[start]

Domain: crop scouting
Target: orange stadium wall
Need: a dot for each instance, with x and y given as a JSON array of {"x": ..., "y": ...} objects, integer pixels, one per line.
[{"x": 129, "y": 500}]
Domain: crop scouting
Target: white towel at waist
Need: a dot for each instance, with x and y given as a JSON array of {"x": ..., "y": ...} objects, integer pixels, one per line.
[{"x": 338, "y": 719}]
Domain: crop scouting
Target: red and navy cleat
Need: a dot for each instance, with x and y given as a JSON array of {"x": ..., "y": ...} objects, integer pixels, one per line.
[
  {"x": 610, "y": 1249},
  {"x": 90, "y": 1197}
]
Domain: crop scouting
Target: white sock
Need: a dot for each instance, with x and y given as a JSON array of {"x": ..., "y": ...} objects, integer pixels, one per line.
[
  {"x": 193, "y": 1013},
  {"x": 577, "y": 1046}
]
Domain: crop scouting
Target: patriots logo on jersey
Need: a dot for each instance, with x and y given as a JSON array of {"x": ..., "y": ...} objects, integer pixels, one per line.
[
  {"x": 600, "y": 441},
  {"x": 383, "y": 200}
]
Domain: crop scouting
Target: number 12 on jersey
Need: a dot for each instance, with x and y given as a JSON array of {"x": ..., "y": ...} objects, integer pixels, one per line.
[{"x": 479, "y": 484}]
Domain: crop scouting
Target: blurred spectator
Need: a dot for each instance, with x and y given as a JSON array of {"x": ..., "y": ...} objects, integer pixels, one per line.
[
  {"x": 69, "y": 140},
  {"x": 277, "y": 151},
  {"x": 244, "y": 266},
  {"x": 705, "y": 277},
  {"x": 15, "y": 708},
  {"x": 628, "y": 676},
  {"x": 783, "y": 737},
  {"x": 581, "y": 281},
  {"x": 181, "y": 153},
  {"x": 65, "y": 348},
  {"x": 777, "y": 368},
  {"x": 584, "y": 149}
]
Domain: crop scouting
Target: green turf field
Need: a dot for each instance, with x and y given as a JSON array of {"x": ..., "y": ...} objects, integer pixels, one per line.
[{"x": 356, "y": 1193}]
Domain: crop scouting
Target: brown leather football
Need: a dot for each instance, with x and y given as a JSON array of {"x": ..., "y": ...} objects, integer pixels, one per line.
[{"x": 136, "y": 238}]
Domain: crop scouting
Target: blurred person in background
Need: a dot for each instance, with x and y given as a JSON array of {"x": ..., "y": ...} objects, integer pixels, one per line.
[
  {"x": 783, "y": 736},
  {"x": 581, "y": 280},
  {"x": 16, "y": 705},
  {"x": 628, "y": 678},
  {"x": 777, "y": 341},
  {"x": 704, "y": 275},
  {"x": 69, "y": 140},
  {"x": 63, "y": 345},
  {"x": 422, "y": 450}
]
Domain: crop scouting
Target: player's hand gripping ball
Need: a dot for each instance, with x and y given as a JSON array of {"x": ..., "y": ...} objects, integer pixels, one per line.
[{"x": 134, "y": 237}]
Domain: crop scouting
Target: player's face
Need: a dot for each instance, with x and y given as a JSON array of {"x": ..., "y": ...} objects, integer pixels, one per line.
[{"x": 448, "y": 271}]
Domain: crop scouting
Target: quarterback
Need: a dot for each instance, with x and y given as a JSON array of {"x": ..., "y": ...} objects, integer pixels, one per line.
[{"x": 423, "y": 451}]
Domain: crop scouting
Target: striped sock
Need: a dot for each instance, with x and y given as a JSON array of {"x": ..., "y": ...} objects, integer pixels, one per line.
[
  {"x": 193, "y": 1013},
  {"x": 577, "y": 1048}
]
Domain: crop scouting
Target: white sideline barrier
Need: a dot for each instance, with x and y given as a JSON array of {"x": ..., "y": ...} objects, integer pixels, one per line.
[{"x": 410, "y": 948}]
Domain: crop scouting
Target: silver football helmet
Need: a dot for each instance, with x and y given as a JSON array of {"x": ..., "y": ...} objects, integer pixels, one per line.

[end]

What this task involves: Take the entries and copy them out exactly.

Task output:
Domain: crop scouting
Target: orange stadium wall
Need: a dot for each instance, with x and y given as a JSON array of {"x": ..., "y": ...} objects, integer pixels, one per line.
[{"x": 129, "y": 500}]
Domain: crop scouting
Target: white towel at waist
Need: a dot for each instance, with x and y given as a JSON array of {"x": ..., "y": ...} objects, integer pixels, one per line.
[{"x": 338, "y": 719}]
Domain: crop scouting
Target: red and navy cleat
Need: a dot for each instance, with x and y given as a JSON array of {"x": ..., "y": ...} objects, integer pixels, one per line.
[
  {"x": 610, "y": 1249},
  {"x": 90, "y": 1197}
]
Domain: crop scouting
Target: white sock
Need: a dot for each instance, with x and y given as a JSON array of {"x": ..., "y": ...} objects, integer pixels, one per line.
[
  {"x": 193, "y": 1013},
  {"x": 577, "y": 1046}
]
Domain: crop scouting
Target: patriots logo on jersey
Need: a dot for each instance, with x and y given as a JSON array of {"x": ..., "y": ...} objects, integer pixels, one per line.
[
  {"x": 600, "y": 441},
  {"x": 383, "y": 200}
]
Domain: crop scouting
Target: number 12 on jersey
Need: a dot for each instance, with x and y given as a JSON array of {"x": ..., "y": ...} objects, integer pixels, one per line.
[{"x": 479, "y": 484}]
Domain: crop scouting
Target: blurred spectator
Need: a dot for each instance, with x and y given as a JSON array of {"x": ..., "y": ...} objects, integer pixels, one per line.
[
  {"x": 69, "y": 140},
  {"x": 277, "y": 151},
  {"x": 244, "y": 266},
  {"x": 705, "y": 277},
  {"x": 15, "y": 708},
  {"x": 628, "y": 676},
  {"x": 783, "y": 737},
  {"x": 581, "y": 281},
  {"x": 181, "y": 153},
  {"x": 65, "y": 348},
  {"x": 777, "y": 368},
  {"x": 584, "y": 149}
]
Domain: crop scouting
Target: green turf field
Need: a dot for each instance, with x and y given as a JSON array of {"x": ..., "y": ...} objects, integer pixels, one per line.
[{"x": 356, "y": 1193}]
Domain: crop scouting
Target: brown leather football
Need: a dot for each instance, with x and y given as a JSON array of {"x": ..., "y": ...} objects, integer pixels, one per line.
[{"x": 136, "y": 238}]
Domain: crop scouting
Target: blurred person in background
Need: a dot for each instance, with x and y given as a JSON array of {"x": ..., "y": ...} objects, integer pixels, one per line.
[
  {"x": 783, "y": 736},
  {"x": 581, "y": 280},
  {"x": 16, "y": 705},
  {"x": 628, "y": 678},
  {"x": 777, "y": 341},
  {"x": 704, "y": 275},
  {"x": 69, "y": 140},
  {"x": 63, "y": 345},
  {"x": 422, "y": 450}
]
Domain: crop scouting
Target: player's hand gripping ball
Need: a dot for each instance, with x and y given as a JSON array of {"x": ..., "y": ...} objects, integer pixels, one per line.
[{"x": 134, "y": 237}]
Domain: crop scouting
Target: player's face
Need: a dot for each instance, with x and y given as a JSON array of {"x": ..., "y": ...} objects, integer pixels, one per line.
[{"x": 448, "y": 271}]
Domain: crop scouting
Target: quarterback
Need: a dot for each instance, with x and y given as a JSON array of {"x": ..., "y": ...} objects, integer pixels, one per line.
[{"x": 423, "y": 451}]
Domain: crop scouting
Target: striped sock
Need: a dot for each instance, with x and y given as a JSON array of {"x": ..., "y": ...} objects, integer pixels, one per line.
[
  {"x": 193, "y": 1013},
  {"x": 577, "y": 1048}
]
Domain: crop scouting
Target: white sideline barrier
Need: a dot for each instance, with x and y given as a JSON array of {"x": ..., "y": ...} objects, integer pixels, one per line.
[{"x": 410, "y": 948}]
Domain: crop scouting
Target: silver football helmet
Need: a dot for each instance, with x and y given as a JSON array of {"x": ..., "y": ...} objects, integer pixels, one per line.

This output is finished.